Work to be completed: A word-for-word repetition of all the entries is required.

Data in this exercise:
────────────────────
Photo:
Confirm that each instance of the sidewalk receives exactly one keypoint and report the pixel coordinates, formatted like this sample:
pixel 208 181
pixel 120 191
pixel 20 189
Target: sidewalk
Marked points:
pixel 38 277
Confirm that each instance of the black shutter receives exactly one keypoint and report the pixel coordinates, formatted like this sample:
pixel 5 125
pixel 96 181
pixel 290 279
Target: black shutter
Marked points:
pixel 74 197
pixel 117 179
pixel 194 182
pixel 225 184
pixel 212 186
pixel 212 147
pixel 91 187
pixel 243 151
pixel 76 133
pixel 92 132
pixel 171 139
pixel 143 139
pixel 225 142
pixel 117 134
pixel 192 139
────────────────────
Problem solution:
Photo:
Confirm that each instance of the sidewalk receives exactly one keypoint and report the pixel coordinates, formatted like this sample:
pixel 208 181
pixel 120 191
pixel 20 189
Target: sidewalk
Marked points:
pixel 38 277
Confirm that each instance of the black shutter receives exactly one keypoint and report the pixel coordinates, formatted like this sample:
pixel 5 125
pixel 96 181
pixel 290 279
Target: black shutter
Marked points:
pixel 74 197
pixel 117 179
pixel 194 182
pixel 225 184
pixel 212 186
pixel 212 147
pixel 91 187
pixel 243 151
pixel 76 133
pixel 92 132
pixel 171 139
pixel 143 139
pixel 225 142
pixel 117 134
pixel 192 139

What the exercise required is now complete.